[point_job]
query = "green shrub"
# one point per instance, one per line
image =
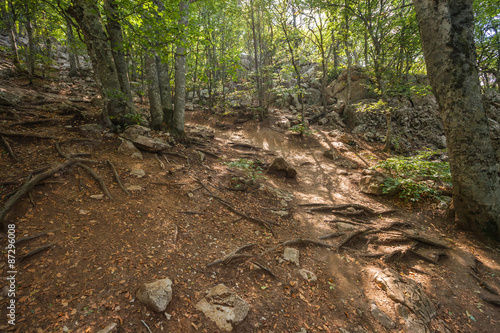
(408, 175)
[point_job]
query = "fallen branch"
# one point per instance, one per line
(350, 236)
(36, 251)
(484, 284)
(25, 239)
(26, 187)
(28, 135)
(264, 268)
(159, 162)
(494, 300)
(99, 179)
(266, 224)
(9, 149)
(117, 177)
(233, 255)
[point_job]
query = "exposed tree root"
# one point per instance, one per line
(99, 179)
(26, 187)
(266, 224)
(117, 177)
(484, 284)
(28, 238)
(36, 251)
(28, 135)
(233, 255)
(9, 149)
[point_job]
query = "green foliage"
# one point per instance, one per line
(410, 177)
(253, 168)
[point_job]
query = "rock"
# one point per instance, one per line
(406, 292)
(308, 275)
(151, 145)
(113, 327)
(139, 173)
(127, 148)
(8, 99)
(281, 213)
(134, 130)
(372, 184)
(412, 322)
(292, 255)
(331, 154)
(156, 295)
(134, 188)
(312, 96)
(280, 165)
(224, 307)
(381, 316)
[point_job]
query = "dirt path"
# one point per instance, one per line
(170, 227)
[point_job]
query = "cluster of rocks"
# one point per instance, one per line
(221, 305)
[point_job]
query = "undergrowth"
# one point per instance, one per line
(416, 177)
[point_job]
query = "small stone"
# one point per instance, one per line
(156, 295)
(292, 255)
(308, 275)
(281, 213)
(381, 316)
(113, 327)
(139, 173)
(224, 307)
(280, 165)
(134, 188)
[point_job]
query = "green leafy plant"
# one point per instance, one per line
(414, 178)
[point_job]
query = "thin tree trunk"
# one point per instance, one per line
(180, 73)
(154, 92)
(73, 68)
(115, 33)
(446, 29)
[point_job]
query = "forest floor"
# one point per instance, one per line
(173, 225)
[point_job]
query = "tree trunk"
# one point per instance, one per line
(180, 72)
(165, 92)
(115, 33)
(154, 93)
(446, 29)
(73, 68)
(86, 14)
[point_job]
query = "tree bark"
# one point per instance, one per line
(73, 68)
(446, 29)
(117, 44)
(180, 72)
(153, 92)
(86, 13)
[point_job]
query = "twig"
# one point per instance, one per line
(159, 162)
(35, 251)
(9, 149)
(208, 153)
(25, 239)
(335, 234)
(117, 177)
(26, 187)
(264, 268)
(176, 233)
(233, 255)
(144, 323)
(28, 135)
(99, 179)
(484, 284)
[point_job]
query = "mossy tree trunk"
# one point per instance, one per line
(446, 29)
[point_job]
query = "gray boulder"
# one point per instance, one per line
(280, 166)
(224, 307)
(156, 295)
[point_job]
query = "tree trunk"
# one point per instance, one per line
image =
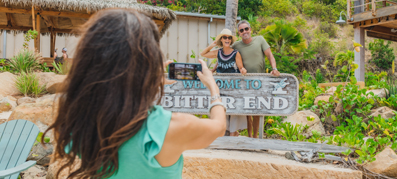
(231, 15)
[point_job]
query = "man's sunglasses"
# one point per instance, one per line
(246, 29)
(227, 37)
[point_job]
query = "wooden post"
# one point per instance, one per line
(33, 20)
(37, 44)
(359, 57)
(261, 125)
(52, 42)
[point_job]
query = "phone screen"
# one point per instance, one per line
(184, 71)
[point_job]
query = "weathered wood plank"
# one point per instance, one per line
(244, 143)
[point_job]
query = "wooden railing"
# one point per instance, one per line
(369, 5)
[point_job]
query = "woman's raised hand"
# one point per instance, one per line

══════════

Every entry above needs to be copied exactly, apart from its pictures.

[point_job]
query = "green shrub"
# one point per instance, one per line
image =
(408, 175)
[point_job]
query = "fallen branch"
# one point per instance, one per line
(350, 236)
(36, 251)
(484, 284)
(25, 239)
(26, 187)
(28, 135)
(264, 268)
(159, 162)
(494, 300)
(99, 179)
(266, 224)
(9, 149)
(117, 177)
(233, 255)
[point_job]
query = "exposed tree root"
# one point per instance, one per line
(99, 179)
(26, 187)
(266, 224)
(117, 177)
(484, 284)
(28, 238)
(36, 251)
(28, 135)
(233, 255)
(9, 149)
[point_job]
query = "green foliage"
# one point per instance, one per line
(410, 177)
(253, 168)
[point_job]
query = "rock"
# one point per instance, one per line
(406, 292)
(308, 275)
(151, 145)
(113, 327)
(139, 173)
(127, 148)
(8, 99)
(281, 213)
(134, 130)
(372, 184)
(412, 322)
(292, 255)
(331, 154)
(156, 295)
(134, 188)
(312, 96)
(280, 165)
(224, 307)
(381, 316)
[point_job]
query = "dirt path"
# one point per instance, one per line
(170, 227)
[point_job]
query = "cluster of rocks"
# one point per instance, one per line
(221, 305)
[point_job]
query = "undergrowth"
# one point per instance, one per line
(416, 177)
[point_job]
query = "small stone"
# one point per instance, one per line
(156, 295)
(292, 255)
(308, 275)
(281, 213)
(381, 316)
(113, 327)
(139, 173)
(224, 307)
(280, 165)
(134, 188)
[point_job]
query = "green leafy plant"
# one point per instance, one per line
(414, 178)
[point_job]
query = "thin tree trunk"
# one point per instance, one per line
(180, 73)
(154, 92)
(73, 68)
(115, 33)
(446, 29)
[point_job]
query = "forest floor"
# one point per instance, one per line
(173, 225)
[point_job]
query = "tree trunk"
# one point per instance, one per line
(180, 72)
(165, 92)
(115, 33)
(154, 93)
(446, 29)
(73, 68)
(86, 14)
[point_job]
query = "tree bark"
# one point per instance, one per line
(73, 68)
(446, 29)
(117, 44)
(180, 72)
(153, 92)
(86, 13)
[point_job]
query = "twig"
# one point per instance, one per line
(159, 162)
(35, 251)
(9, 149)
(208, 153)
(25, 239)
(335, 234)
(117, 177)
(26, 187)
(264, 268)
(176, 233)
(233, 255)
(144, 323)
(28, 135)
(99, 179)
(484, 284)
[point_job]
query = "mossy tree trunk"
# one point per instance, one per line
(446, 29)
[point_job]
query = "gray boulder"
# one point per instance, one per line
(280, 166)
(224, 307)
(156, 295)
[point_job]
query = "tree trunk"
# one point per instance, one per line
image =
(231, 15)
[point_job]
query = "man's sunglasses"
# one point per instance, one per line
(246, 29)
(227, 37)
[point_job]
query = "wooden post"
# one point per instance, one per line
(33, 20)
(37, 44)
(359, 57)
(261, 125)
(52, 42)
[point_job]
query = "phone screen"
# one point per instance, one per line
(184, 71)
[point_job]
query = "weathered wood plank"
# one point per instance, one per line
(244, 143)
[point_job]
query = "wooden railing"
# one point per instance, one per line
(369, 5)
[point_job]
query = "woman's raised hand"
# one point per instance, one per line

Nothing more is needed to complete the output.